* Task directions
Repeat the records in full, exactly.
[Opening Data supplied section]
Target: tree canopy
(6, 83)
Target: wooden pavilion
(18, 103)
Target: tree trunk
[Closing Data supplied section]
* Written reply
Target: tree canopy
(6, 83)
Target: wooden pavilion
(18, 103)
Target: tree trunk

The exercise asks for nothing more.